## Begin Selected passage
During the War of 1812, the British tried to capture New Orleans with a massive force of 11,000 troops. In another great American tradition, General Andrew Jackson patched together a motley crew of fighters: Louisiana and Mississippi militiamen, both whites and free men of color; U.S. Army troops; Tennessee state militia; Kentucky riflemen; Choctaw warriors; and, of course, privateers led by the infamous pirate Jean Lafitte. Backed by the U.S. Navy out on the Mississippi, Jackson’s ragtag band of men trounced the Brits. The Battle of New Orleans is also poetically fitting and in step with the city’s consistent march to its own drum. The battle began on January 8, 1815. The armies had no idea that the war was over. It had ended on Christmas Eve, a week and a half earlier.
Trade in New Orleans became huge. Commodities exports from the nation’s interior, imports from other countries, warehousing and transfer depots, merchant traffic up and down the Mississippi—it was a vibrant and bustling commercial port. Despite being a major center in the slave trade, New Orleans also had the nation’s most significant and prosperous community of free persons of color, many of them educated property owners.
The French-speaking population remained in the majority until after the Louisiana Purchase. Then, the Anglo-American migration began and the city’s population doubled. By 1840, New Orleans was the richest city in the U.S., with the third biggest population. That’s when the influx of German and Irish immigrants began. In the 1850s, half of the city’s schools were still French speaking. The boom times continued until the Civil War changed everything—much to the chagrin of the city’s French Creole elite.
Northern forces under Gen. Benjamin F. “Beast” Butler occupied New Orleans. Butler abolished French in the schools. Between English-only laws, the use of English as the language of commerce and government, and the influx of Irish, German and Italian speakers, French diminished considerably by the early 1900s. Still, about a quarter of the city’s population spoke French daily. About half the population could understand French. But after almost 100 years of publication, the city’s last, big French-language newspaper went belly up in 1923.
Despite falling to Union troops early in the war, New Orleans missed the devastation suffered by so many Southern cities. The Union Army eventually controlled the Mississippi River up Louisiana’s coast. Ex-slaves from rural areas and some free people of color from the city were among the first volunteers in black regiments known as the Corps d'Afrique. In the last years of the war, they were complemented by the United States Colored Troops and became significant players.
Mounting violence after the Civil War prompted Congress to pass the Reconstruction Act and the Fourteenth Amendment. The full protection of citizenship was extended to freedmen and free people of color. Louisiana was readmitted to the Union in 1868, and its constitution granted voting rights to men and public education to all. Elections resulted in both blacks and whites holding local and state office. In 1872, Republican P.B.S. Pinchback became the first African-American state governor. The New Orleans school system was racially integrated.
## End Selected passage
## Begin Supplied data
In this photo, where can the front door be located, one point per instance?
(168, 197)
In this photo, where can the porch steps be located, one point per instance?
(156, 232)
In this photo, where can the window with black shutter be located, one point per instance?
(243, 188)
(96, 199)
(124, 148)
## End Supplied data
### [Tasks to carry out]
**1)** Write out the passage on New Orleans history from "During the War" up to and including "a half earlier.".
**2)** Rescale the records from the line with "In this photo, where can the window" up to and including the last line of the records, and reproduce only those lines, requests included. Multiply every point coordinate in the answers by 1.7 and round to whole numbers, with halves rounded up.

### [The solutions]
**1)**
During the War of 1812, the British tried to capture New Orleans with a massive force of 11,000 troops. In another great American tradition, General Andrew Jackson patched together a motley crew of fighters: Louisiana and Mississippi militiamen, both whites and free men of color; U.S. Army troops; Tennessee state militia; Kentucky riflemen; Choctaw warriors; and, of course, privateers led by the infamous pirate Jean Lafitte. Backed by the U.S. Navy out on the Mississippi, Jackson’s ragtag band of men trounced the Brits. The Battle of New Orleans is also poetically fitting and in step with the city’s consistent march to its own drum. The battle began on January 8, 1815. The armies had no idea that the war was over. It had ended on Christmas Eve, a week and a half earlier.

**2)**
In this photo, where can the window with black shutter be located, one point per instance?
(413, 320)
(163, 338)
(211, 252)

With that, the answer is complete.